Instructions to follow:
Line by line, copy the material below exactly.

The data:
——

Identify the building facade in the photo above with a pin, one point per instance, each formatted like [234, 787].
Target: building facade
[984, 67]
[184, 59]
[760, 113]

——

Solution to the problem:
Identify the building facade in the photo above with a pin, one point per instance, each formatted like [234, 787].
Target: building facade
[984, 67]
[184, 59]
[760, 113]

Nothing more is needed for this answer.